▶ Pointing dataset excerpts:
......
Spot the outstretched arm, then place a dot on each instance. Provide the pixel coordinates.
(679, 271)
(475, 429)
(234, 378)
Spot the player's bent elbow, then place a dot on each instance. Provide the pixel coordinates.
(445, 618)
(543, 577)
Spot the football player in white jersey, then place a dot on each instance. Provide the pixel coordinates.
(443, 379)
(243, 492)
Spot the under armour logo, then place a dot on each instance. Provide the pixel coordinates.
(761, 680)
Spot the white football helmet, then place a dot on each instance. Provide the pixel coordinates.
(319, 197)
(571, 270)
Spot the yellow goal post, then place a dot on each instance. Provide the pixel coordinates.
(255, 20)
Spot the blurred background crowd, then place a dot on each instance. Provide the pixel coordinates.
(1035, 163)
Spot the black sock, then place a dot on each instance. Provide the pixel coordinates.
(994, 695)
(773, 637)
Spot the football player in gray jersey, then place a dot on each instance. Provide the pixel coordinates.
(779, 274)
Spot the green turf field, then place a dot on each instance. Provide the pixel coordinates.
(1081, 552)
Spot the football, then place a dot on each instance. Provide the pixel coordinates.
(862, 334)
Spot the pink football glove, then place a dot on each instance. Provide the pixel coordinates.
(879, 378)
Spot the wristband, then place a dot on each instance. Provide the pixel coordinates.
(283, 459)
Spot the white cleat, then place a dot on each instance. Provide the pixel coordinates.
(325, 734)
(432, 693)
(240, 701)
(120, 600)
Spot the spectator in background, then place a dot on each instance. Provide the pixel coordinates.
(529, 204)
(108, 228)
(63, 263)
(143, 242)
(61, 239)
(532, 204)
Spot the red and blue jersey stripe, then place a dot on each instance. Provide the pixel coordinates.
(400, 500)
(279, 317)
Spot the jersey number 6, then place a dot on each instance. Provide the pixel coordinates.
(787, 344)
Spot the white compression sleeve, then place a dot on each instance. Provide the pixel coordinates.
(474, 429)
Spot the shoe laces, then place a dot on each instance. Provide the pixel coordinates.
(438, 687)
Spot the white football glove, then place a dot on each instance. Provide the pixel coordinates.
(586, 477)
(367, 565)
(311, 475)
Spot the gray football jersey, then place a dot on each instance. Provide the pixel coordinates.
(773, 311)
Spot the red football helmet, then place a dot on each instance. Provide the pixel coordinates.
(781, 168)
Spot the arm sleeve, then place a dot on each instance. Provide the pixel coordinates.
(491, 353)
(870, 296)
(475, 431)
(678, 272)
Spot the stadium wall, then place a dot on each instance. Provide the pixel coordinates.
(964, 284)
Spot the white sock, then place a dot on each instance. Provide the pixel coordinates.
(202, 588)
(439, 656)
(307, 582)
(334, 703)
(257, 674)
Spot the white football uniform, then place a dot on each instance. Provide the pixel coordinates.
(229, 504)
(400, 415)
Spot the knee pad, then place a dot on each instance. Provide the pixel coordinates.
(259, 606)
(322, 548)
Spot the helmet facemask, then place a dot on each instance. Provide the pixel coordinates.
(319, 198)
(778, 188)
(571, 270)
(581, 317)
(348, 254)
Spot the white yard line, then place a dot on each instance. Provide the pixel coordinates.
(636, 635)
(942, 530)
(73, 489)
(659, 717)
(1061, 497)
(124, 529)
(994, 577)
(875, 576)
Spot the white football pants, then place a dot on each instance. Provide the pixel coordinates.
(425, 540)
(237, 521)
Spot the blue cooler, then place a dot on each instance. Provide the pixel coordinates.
......
▶ What you are asked to do: Please shift every coordinate value in the answers up by 54, and write out the lines from the one with "Spot the shoe" through the final line, with the requests included.

▶ Task result:
Spot the shoe laces, then place a dot on each instance. Provide the pixel coordinates.
(492, 741)
Spot the white football glove, then place a dot on each instance. Provide the pixel coordinates.
(640, 531)
(421, 619)
(365, 529)
Spot the gray football jersey, then place a dot on each instance. Provide the pixel coordinates.
(827, 365)
Spot the red football helmet, then place a dot on each instance. Provide the pixel coordinates.
(835, 222)
Spot the arm sleeve, then place a dot on each instance. Provide the pixel coordinates.
(545, 407)
(924, 350)
(529, 485)
(732, 326)
Spot the stadium wall, then place a dot on each instance. Provide the pixel coordinates.
(1018, 338)
Spot the white sock, then place a dot on each instance. Provide the pixel coordinates.
(256, 642)
(493, 710)
(361, 636)
(388, 757)
(311, 728)
Spot the white football uniform, then place a dot on each instance. Provide the pixel coordinates.
(283, 558)
(454, 469)
Spot the knee pad, then place a dot on each instance. Provide the pixel coordinates.
(313, 660)
(376, 602)
Spot the helmet facemask, then place a dot on each instance. Provide the pixel coordinates.
(373, 252)
(832, 242)
(625, 324)
(635, 371)
(402, 308)
Spot the white yard line, then place a dot on each instance. Provide the pixel coordinates.
(690, 689)
(996, 584)
(127, 543)
(713, 771)
(1115, 551)
(178, 583)
(1048, 631)
(929, 630)
Spot the white football pants, then place a dot on each instance. Provide the pixel coordinates.
(479, 594)
(291, 575)
Spot the blue cooler, then place a dot on each instance. Provide the pixel coordinates.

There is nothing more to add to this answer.